Excerpt:
%%
While we do not why the train was going so fast, it seems apparent that excessive speed was to blame for the accident.

Many people seem quick to place the blame on the engineer, before a full investigation has been completed.

What I find interesting is the likelihood that many of these same people may be guilty of what they are accusing the engineer of, operating a vehicle well above the speed limit.

I was driving home from the New Jersey shore yesterday, and as a very non-scientific experiment I decided to count either the number of cars that passed me, or that I passed, until I got to a total count of 50. The speed limits ranged from 45 to 65 during the course of the experiment, and I set my cruise control where I usually set it, at 7 miles above the speed limit.

The results were astonishing – 49 cars passed me, and I passed one!

It was particularly interesting what happened when the speed limit changed from 55 to 45 because of construction. Within less than 90 seconds, 16 cars had passed me. The signs indicating the decreased speed were quite obvious, and quite frequent.

The results of my experiment were pretty clear. People drive way too fast, and ignore the posted speed limits.

While I don’t think anyone was going more than double the speed limit, as the Amtrak train was, there seemed to be drivers going about 70 mph in the 45 mph zone. And this is where there are people working on the side of the road!
%%
What to do:
Extract the full piece on speeding drivers and the Amtrak train, reproducing every word and line without changes.

Data excerpts:
%%
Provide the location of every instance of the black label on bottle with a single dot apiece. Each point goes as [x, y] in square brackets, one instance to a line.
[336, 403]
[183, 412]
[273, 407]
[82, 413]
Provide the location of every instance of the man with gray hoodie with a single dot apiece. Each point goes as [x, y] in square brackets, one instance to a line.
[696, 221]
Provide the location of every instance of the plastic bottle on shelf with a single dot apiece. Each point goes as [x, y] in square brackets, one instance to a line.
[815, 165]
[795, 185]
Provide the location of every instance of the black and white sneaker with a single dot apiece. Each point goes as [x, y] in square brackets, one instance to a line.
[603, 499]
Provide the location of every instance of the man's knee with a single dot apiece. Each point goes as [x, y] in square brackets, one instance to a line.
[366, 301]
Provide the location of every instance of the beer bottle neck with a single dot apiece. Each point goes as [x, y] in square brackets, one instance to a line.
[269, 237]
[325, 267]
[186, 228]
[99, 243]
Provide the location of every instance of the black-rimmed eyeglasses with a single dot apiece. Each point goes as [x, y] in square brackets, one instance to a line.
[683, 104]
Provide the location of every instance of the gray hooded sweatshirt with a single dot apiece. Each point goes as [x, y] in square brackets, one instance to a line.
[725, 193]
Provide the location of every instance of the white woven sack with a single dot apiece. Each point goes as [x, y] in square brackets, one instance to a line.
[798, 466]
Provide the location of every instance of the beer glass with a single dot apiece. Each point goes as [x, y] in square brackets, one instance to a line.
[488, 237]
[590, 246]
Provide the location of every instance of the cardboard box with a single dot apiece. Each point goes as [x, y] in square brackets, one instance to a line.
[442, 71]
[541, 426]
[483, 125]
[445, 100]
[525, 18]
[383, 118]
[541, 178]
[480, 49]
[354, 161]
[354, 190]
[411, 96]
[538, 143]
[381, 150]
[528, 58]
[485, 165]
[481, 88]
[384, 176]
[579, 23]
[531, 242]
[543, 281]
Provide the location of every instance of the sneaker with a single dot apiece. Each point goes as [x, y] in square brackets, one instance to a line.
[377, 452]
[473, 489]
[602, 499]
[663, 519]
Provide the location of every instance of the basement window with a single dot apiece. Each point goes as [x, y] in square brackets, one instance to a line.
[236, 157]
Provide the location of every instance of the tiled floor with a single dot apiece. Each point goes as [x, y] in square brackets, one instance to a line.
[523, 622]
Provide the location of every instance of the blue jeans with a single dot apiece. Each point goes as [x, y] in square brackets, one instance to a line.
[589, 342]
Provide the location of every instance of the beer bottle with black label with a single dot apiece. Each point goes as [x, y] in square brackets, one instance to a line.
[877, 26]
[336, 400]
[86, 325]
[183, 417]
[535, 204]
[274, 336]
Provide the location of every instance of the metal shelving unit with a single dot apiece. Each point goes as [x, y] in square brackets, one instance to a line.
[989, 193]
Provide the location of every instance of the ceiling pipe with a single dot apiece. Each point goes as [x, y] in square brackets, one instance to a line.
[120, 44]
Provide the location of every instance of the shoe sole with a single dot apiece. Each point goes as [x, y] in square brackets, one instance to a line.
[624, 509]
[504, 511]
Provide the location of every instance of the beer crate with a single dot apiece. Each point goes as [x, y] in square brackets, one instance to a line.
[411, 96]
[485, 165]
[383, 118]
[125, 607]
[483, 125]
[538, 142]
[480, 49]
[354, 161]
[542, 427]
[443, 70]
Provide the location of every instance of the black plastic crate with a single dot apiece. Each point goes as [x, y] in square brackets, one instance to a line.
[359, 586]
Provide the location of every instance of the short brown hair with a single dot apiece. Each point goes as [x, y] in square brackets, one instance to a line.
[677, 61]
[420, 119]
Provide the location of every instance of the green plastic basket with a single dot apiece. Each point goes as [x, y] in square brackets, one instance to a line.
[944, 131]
%%
Answer to this exercise:
While we do not why the train was going so fast, it seems apparent that excessive speed was to blame for the accident.

Many people seem quick to place the blame on the engineer, before a full investigation has been completed.

What I find interesting is the likelihood that many of these same people may be guilty of what they are accusing the engineer of, operating a vehicle well above the speed limit.

I was driving home from the New Jersey shore yesterday, and as a very non-scientific experiment I decided to count either the number of cars that passed me, or that I passed, until I got to a total count of 50. The speed limits ranged from 45 to 65 during the course of the experiment, and I set my cruise control where I usually set it, at 7 miles above the speed limit.

The results were astonishing – 49 cars passed me, and I passed one!

It was particularly interesting what happened when the speed limit changed from 55 to 45 because of construction. Within less than 90 seconds, 16 cars had passed me. The signs indicating the decreased speed were quite obvious, and quite frequent.

The results of my experiment were pretty clear. People drive way too fast, and ignore the posted speed limits.

While I don’t think anyone was going more than double the speed limit, as the Amtrak train was, there seemed to be drivers going about 70 mph in the 45 mph zone. And this is where there are people working on the side of the road!